▶ [Task goal]: Find every line below that contains the word "instance" and copy each one.

------------------------------------

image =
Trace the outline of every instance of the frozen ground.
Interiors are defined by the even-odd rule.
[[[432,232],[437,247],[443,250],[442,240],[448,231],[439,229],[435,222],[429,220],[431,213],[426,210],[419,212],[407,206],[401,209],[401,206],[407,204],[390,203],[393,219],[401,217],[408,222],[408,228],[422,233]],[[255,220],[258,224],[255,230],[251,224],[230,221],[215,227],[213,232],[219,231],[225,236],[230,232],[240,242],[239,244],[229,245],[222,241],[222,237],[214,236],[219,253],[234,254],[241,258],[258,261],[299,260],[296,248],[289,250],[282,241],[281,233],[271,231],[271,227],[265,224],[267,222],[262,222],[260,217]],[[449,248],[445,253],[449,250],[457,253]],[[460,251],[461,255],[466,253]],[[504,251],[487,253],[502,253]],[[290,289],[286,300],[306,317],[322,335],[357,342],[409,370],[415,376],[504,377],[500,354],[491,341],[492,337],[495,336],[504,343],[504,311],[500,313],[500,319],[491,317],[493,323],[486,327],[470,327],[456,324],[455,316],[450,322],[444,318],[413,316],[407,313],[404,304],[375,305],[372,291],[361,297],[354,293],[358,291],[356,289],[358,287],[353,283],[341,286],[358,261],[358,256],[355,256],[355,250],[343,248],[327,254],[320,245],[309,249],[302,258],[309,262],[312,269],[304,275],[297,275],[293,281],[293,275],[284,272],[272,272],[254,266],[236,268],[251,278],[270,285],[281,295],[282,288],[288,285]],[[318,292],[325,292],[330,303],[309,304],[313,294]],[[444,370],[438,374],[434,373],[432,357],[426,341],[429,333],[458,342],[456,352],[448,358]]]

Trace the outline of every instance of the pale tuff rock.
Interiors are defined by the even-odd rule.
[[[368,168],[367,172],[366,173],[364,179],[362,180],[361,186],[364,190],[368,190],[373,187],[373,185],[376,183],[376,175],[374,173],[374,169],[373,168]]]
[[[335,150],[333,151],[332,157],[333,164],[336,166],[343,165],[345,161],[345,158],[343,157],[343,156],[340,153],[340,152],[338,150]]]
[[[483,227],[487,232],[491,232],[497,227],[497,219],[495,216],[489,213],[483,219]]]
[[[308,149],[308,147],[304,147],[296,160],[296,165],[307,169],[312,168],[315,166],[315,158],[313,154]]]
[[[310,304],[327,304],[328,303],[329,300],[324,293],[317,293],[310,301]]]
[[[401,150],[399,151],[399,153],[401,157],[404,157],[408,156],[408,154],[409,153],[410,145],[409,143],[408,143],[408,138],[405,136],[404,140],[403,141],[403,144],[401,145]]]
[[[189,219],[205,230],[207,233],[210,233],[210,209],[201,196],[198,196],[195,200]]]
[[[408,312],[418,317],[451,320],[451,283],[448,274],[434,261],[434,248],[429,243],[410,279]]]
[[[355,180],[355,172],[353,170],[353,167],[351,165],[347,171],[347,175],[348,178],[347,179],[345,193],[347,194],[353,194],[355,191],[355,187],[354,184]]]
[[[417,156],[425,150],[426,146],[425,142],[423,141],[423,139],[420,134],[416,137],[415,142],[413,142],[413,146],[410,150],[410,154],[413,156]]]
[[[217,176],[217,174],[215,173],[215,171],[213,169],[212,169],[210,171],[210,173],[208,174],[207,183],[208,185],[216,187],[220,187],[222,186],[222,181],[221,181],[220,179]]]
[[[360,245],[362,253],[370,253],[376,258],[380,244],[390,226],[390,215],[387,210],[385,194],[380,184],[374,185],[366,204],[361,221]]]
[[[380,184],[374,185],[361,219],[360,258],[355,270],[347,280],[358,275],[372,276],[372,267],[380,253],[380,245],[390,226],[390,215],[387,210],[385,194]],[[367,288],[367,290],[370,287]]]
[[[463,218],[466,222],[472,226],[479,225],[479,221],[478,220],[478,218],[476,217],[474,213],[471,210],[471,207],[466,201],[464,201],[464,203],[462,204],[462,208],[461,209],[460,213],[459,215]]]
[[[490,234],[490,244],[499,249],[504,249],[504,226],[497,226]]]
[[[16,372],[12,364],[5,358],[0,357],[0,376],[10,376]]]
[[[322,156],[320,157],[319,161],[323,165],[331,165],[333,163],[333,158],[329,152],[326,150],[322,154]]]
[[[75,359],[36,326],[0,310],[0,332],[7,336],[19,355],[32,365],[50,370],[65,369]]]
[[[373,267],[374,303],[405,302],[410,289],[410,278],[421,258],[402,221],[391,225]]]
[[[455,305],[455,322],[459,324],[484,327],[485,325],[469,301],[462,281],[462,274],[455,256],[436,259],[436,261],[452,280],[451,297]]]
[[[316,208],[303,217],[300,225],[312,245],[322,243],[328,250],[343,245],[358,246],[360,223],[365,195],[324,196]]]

------------------------------------

▶ [Completed exercise]:
Trace the outline of every instance of the frozen ground.
Trace the outline of every instance of the pale tuff rock.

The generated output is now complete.